**JOB**
Give the number of lines in the material below that contain the word "rock", and reply with that number only.

Collection entries:
___
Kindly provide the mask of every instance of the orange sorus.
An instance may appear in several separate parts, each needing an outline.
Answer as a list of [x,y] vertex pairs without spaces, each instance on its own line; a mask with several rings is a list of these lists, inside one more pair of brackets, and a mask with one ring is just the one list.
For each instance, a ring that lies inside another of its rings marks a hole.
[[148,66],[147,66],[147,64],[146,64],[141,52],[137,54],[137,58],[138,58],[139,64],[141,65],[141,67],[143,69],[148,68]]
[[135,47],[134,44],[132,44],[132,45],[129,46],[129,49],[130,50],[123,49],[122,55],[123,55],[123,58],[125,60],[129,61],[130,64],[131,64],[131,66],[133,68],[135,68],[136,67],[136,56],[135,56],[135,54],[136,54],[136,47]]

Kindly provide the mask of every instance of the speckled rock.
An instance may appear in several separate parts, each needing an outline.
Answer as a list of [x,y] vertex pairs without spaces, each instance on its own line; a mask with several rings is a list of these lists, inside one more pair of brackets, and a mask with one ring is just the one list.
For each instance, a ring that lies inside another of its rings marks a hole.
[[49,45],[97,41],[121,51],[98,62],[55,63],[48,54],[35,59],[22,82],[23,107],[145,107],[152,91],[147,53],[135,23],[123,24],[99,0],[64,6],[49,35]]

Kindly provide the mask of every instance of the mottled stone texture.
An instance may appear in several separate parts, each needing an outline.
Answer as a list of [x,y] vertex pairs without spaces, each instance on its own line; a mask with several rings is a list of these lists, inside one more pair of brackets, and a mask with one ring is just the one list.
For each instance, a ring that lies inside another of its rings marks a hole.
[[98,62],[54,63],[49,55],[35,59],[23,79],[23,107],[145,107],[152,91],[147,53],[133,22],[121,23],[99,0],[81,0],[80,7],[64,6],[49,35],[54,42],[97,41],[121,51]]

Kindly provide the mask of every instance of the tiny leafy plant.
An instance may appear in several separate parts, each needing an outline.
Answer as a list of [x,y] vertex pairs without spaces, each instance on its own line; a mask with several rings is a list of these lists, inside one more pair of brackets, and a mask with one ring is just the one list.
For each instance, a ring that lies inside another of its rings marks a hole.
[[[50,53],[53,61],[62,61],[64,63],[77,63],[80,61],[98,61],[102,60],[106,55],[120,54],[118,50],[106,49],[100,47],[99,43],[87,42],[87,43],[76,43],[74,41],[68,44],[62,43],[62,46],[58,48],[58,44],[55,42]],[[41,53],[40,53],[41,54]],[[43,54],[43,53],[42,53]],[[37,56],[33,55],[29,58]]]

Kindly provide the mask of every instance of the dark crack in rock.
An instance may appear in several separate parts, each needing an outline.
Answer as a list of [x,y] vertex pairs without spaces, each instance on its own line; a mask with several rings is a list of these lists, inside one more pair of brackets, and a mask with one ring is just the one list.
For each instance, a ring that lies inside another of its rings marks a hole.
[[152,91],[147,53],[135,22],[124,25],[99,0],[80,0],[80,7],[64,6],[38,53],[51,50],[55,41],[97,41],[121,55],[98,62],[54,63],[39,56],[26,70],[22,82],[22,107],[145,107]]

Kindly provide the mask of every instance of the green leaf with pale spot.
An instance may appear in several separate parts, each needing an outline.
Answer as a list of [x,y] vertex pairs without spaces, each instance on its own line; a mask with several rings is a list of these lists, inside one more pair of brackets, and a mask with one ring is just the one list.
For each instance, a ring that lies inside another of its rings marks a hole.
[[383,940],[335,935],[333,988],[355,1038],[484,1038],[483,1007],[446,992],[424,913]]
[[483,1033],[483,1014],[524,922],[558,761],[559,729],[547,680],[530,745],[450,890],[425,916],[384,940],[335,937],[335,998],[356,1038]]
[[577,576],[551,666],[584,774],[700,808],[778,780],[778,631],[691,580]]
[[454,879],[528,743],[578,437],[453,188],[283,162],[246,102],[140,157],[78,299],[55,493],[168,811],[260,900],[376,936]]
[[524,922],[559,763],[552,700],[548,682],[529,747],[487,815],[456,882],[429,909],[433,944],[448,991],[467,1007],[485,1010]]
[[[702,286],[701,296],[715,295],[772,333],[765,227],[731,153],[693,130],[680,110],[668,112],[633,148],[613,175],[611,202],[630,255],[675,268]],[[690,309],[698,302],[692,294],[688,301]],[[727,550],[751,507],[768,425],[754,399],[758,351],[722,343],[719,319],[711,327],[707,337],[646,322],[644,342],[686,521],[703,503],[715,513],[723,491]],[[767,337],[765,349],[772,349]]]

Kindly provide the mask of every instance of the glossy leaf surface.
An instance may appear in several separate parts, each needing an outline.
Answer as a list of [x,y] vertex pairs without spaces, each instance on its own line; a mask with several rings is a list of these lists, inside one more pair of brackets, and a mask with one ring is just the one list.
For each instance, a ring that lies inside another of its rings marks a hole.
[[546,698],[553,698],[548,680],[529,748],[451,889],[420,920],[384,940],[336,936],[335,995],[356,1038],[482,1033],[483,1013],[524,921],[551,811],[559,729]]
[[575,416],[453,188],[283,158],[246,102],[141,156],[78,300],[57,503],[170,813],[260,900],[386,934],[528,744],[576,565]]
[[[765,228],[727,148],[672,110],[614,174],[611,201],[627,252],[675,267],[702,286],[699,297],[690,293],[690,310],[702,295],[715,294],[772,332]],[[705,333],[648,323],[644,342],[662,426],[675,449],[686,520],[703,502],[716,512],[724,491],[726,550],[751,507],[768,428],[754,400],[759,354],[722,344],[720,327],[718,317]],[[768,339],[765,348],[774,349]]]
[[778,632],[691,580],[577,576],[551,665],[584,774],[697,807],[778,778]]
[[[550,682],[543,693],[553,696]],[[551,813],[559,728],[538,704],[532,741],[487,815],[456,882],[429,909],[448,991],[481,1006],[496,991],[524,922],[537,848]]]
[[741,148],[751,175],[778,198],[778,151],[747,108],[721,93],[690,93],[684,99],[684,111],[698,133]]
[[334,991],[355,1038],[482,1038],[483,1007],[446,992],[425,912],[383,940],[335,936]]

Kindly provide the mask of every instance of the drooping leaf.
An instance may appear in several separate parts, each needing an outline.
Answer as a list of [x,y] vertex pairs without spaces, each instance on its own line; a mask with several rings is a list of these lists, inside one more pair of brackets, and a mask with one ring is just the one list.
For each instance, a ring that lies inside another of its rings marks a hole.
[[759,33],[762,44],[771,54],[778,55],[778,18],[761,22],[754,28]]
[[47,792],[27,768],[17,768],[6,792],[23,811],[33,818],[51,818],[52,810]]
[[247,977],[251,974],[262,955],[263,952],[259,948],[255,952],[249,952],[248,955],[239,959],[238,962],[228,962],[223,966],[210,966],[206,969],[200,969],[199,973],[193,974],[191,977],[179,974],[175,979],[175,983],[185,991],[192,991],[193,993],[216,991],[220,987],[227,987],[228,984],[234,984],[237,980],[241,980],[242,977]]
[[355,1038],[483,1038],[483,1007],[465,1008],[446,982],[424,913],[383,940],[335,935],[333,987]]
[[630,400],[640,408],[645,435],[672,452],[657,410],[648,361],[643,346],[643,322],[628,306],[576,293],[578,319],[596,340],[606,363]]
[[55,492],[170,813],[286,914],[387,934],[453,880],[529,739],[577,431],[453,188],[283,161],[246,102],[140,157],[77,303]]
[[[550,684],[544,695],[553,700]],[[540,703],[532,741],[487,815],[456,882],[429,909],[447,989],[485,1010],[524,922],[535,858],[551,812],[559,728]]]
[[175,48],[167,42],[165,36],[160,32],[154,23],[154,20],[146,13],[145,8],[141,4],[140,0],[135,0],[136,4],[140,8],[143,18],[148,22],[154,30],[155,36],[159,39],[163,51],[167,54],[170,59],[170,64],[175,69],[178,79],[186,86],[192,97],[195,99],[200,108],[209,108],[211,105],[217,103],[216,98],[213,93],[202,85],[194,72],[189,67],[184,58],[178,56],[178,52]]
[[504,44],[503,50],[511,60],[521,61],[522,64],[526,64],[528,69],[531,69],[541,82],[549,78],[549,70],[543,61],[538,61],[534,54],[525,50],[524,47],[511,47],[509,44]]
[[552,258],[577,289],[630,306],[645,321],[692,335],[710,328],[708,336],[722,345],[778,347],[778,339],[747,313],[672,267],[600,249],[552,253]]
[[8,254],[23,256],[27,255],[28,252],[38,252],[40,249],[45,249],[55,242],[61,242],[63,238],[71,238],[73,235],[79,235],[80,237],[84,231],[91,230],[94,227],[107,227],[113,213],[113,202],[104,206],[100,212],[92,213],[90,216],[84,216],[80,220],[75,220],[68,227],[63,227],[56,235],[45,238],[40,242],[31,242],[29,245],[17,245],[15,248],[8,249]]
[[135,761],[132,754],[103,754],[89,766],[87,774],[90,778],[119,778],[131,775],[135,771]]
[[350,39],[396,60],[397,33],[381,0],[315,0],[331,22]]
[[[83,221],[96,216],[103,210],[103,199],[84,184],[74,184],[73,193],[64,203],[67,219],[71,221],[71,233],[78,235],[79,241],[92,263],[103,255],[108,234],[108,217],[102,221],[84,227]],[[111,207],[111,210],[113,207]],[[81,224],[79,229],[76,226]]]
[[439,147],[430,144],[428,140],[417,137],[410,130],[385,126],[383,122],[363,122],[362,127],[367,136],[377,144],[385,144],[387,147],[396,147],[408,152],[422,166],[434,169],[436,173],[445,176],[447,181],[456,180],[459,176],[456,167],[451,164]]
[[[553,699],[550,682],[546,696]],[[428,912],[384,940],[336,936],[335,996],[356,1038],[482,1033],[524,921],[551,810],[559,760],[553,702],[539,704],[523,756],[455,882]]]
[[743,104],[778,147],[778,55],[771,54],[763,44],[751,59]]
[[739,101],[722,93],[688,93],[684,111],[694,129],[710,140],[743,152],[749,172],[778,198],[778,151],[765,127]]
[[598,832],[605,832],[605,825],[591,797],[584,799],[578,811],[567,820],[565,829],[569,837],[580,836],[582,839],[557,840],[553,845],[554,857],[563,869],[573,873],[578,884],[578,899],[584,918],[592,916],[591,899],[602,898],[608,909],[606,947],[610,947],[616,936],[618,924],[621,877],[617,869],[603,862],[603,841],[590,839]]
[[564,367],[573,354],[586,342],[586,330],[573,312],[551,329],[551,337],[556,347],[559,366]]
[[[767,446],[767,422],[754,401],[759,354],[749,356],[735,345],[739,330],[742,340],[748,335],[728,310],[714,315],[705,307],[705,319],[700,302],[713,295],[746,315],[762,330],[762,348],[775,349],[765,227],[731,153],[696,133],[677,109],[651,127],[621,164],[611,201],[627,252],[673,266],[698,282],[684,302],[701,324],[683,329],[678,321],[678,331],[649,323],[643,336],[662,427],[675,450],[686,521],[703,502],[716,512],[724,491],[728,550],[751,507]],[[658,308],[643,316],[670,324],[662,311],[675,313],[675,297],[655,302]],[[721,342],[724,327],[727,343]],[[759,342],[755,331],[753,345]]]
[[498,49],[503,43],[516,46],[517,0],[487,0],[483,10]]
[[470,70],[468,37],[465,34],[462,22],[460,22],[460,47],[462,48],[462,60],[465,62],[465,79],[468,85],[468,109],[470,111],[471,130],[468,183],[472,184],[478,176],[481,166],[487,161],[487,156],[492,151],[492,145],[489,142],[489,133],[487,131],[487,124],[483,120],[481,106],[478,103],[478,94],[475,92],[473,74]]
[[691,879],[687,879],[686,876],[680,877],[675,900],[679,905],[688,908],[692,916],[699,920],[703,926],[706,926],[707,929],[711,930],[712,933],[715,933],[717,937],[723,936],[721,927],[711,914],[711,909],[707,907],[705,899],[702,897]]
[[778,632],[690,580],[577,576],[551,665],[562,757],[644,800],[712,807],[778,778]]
___
**TASK ANSWER**
2